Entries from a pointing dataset
** start **

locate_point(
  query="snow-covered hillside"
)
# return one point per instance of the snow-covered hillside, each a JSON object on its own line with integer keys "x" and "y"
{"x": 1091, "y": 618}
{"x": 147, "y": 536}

** end **

### DESCRIPTION OF THE TASK
Rewrite the entries with every "hillside" swapped for "slope", leaving everything else unchanged.

### TASK ANSWER
locate_point(
  query="snow-covered slope"
)
# return one point per instance of the snow-covered slope, each a JSON object on its own line with integer keys "x" and "y"
{"x": 1091, "y": 618}
{"x": 147, "y": 536}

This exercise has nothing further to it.